__About this exercise__.
Taking the line with "column 123, row 87" as the start, reproduce every line until the records end, exactly and with nothing added.

Segment Open

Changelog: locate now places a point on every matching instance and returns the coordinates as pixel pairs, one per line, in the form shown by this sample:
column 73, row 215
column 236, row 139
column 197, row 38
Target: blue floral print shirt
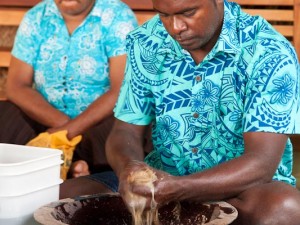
column 71, row 71
column 249, row 82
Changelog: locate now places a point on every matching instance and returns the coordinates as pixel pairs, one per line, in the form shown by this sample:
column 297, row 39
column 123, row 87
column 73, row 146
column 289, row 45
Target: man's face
column 74, row 7
column 195, row 24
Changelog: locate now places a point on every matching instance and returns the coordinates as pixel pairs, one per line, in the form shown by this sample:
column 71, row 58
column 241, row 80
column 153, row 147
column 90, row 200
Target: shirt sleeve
column 123, row 22
column 272, row 98
column 135, row 104
column 25, row 45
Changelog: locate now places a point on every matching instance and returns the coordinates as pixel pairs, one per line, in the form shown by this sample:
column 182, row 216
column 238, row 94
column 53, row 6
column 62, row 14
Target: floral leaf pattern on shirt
column 249, row 82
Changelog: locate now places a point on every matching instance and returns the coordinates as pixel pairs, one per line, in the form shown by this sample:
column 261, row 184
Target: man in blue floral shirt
column 73, row 53
column 222, row 91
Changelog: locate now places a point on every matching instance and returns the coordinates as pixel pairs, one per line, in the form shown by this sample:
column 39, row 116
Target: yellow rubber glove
column 58, row 140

Segment Closed

__Exercise result__.
column 123, row 87
column 73, row 146
column 289, row 45
Target: man's face
column 74, row 7
column 195, row 24
Changelog: locate now places a point on every matching instance and returns the coordinates as pixel pairs, one per line, in the form shown by this sample:
column 71, row 58
column 241, row 80
column 153, row 147
column 90, row 200
Target: shirt sleeve
column 123, row 22
column 272, row 98
column 135, row 104
column 25, row 45
Changelog: locate now places a point on every matching instance and returns the coordinates as pixel pairs, one per line, in the form shown by this sample:
column 182, row 216
column 238, row 94
column 53, row 6
column 62, row 14
Target: floral leaf pattern on shirt
column 249, row 82
Changelog: locate now places a point on every matching instance and returns the coordinates as pixel pairs, one per line, in the form shown by this sample:
column 261, row 184
Target: man in blue floral shirt
column 73, row 53
column 222, row 91
Changelog: locate now places a point on every matching instance and returns the coordinates as pixel pairs, one per line, in the form shown by this sample:
column 39, row 116
Target: yellow rubber glove
column 58, row 140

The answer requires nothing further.